• QUESTIONS TO ANSWER
a – From the frequently asked questions on parallel computing, list each thing the author says was visualized for every processor.
b – Carry forward the frequently asked questions on parallel computing, picking up directly after the sentence contrasting tightly-coupled and loosely-coupled computing nodes.

• GIVEN PASSAGE
◇ ◇ ◇ ◇ ◇

Emeagwali's answers to frequently asked questions.
What are distributed and parallel computing?
There are technologies used to harness the power of thousands of
“electronic brains” called microprocessors.
Your personal computer is powered by one microprocessor,
while a supercomputer is powered by up to 65,536 microprocessors.
I was the first to program a 65,536-processor parallel computer to
outperform a conventional supercomputer. The key to my discovery was
visualizing the names, locations and 12 nearest nodes of each processor.
My 65,536 processors were networked as a 12-dimensional hypercube with
16 processors at each of its 4096 (two to the power of 12) nodes.
Artist's illustration of my chicken vs. oxen metaphor in which I succeeded in demonstrating
that 65,000 chickens
(inexpensive computers) are more powerful than a single $100 million supercomputer.
(Courtesy of "One of the World's Fastest Humans," Michigan Today, February 1991)
Do you believe that distributed computing is more powerful than parallel computing?
I disagree with the claim that clusters are cost-effective for seismic modeling. Clusters are B-grade supercomputers with advertised high theoretical computational speeds. You cannot perform petroleum seismic simulation with theoretical horsepower.
If you look under the hood, so to speak, you will see that the computing nodes of a massively parallel supercomputer are tightly-coupled, while those of a cluster are loosely-coupled.

◇ ◇ ◇ ◇ ◇

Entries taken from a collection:
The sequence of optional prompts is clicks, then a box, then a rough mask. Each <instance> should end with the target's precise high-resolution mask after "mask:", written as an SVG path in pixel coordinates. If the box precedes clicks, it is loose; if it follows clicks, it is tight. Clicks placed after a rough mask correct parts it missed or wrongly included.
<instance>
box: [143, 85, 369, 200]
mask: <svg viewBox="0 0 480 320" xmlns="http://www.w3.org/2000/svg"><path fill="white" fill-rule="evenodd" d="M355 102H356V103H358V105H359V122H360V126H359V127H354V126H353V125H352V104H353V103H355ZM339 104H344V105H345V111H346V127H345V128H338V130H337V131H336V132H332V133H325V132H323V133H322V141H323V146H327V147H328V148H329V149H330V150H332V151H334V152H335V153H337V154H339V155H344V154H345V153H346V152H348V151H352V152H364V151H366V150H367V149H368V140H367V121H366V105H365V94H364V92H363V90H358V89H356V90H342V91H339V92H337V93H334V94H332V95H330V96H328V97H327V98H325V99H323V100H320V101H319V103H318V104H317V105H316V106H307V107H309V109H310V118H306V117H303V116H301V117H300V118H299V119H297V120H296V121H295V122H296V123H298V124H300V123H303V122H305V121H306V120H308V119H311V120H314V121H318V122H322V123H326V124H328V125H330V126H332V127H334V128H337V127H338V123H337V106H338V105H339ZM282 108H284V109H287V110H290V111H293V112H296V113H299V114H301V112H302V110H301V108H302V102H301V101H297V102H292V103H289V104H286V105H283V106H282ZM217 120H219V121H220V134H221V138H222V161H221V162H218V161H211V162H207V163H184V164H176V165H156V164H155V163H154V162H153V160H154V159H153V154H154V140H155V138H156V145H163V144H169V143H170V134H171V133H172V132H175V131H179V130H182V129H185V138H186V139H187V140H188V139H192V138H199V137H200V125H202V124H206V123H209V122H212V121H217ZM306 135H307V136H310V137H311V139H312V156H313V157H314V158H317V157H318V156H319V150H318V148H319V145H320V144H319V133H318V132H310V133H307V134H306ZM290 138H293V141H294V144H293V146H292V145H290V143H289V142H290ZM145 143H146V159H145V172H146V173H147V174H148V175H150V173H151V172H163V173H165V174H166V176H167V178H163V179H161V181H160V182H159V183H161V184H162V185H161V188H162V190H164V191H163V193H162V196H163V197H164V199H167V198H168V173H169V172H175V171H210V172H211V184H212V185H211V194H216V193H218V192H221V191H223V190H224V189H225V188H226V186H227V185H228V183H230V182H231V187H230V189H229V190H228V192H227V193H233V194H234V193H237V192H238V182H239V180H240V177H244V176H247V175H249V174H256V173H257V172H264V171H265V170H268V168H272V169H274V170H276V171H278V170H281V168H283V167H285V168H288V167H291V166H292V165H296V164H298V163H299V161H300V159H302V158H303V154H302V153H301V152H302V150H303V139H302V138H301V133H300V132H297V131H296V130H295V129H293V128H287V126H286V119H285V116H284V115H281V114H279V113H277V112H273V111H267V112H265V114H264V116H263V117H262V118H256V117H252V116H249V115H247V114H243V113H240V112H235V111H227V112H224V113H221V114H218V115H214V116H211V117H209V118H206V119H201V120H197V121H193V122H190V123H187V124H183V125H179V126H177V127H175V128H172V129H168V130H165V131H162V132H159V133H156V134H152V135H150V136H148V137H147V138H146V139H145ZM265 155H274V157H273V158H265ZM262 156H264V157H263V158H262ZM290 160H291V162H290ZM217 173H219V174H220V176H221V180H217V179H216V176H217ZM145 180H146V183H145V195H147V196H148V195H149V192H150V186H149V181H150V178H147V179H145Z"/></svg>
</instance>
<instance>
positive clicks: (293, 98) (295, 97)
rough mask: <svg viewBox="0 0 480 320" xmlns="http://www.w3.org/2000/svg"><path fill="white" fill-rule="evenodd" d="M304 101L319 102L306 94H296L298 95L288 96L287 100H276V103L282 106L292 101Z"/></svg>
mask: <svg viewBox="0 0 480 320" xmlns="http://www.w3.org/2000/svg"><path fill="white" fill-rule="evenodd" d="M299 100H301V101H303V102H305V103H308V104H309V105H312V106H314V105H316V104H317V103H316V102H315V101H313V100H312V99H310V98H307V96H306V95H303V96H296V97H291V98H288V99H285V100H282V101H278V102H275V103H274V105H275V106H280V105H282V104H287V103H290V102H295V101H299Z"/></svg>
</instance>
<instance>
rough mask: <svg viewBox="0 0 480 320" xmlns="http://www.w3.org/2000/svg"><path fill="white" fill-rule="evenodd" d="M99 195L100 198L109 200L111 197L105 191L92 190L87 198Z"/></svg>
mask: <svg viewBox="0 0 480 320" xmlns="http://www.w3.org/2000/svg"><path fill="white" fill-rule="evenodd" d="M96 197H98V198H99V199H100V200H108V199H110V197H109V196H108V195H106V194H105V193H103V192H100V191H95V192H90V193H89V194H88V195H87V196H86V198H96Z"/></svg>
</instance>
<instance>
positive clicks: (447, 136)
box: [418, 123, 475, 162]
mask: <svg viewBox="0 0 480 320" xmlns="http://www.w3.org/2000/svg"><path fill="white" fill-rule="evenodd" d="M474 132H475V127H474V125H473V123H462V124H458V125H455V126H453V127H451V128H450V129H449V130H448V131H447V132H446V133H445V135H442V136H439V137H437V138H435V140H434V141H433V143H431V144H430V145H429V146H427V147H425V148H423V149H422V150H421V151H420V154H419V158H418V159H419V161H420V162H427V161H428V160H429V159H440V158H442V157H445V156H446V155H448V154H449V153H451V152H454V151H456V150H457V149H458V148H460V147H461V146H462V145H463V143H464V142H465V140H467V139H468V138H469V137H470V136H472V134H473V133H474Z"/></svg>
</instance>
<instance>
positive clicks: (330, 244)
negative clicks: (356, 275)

◇ ◇ ◇ ◇ ◇

• ANSWER LIST
a – The names, the locations, and the 12 nearest nodes of each processor.

b –
The laws of physics used in discovering and recovering petroleum are codified using an advanced form of calculus called partial differential equations. Prior to solving these equations on a supercomputer, the computational mathematician must reduce them to a discretized format that is defined over millions of tightly-coupled points. The supercomputer programmer will obtain low practical speed when a tightly-coupled problem is distributed amongst loosely-coupled clusters of computers. Therefore, the most efficient computing paradigm for seismic and reservoir simulation will remain a massively parallel computer.
Furthermore, I demonstrated in my 1988 discovery that it is practical and cost-effective to tightly couple 65,536 processors within a refrigerator-sized computing machine. For the sake of comparison, it would require a big building to house a cluster of 65,536 servers that are stacked on metal racks.
What is a hypercube?
A hypercube is a cube in a higher-dimensional world.
I visualized my processors at the vertices of a hypercube.
Below is an illustration of the information pathways that I used to
construct high-dimensional hypercube configurations. Each hypercube
was constructed by moving the next lower hypercube along an additional
direction. For example, my 7-dimensional hypercube was constructed
by moving my 6-dimensional hypercube along the seventh dimension.
A three-dimensional cube contains eight vertices with three edges
emanating from each vertex. Below is a five-dimensional hypercube
that contains 32 vertices with five edges emanating from each vertex.
A sixteen-dimensional hypercube contains 65,536 vertices with sixteen
edges emanating from each vertex. I visualized my 65,536-processors as
a 12-dimensional hypercube with 12 bi-directional communication channels
emanating from each computing node and 16 processors on each node.
The above enabled me to create the new knowledge for controlling and
instructing the flow information and data along the twelve bi-directional
communication channels of a
12-dimensional hypercube computer.
A hypercube with one and two nodes.
How did you program thousands of processors to achieve your world record?
First, I began with a map of the names, locations and links to all 65,536 processors.
The links of my hypercube computer correspond to the edges of the associated hypercube graph.
A better understanding of my hypercube topology is gained by studying how a hypercube graph is
constructed from the next lower-dimensional hypercube graph.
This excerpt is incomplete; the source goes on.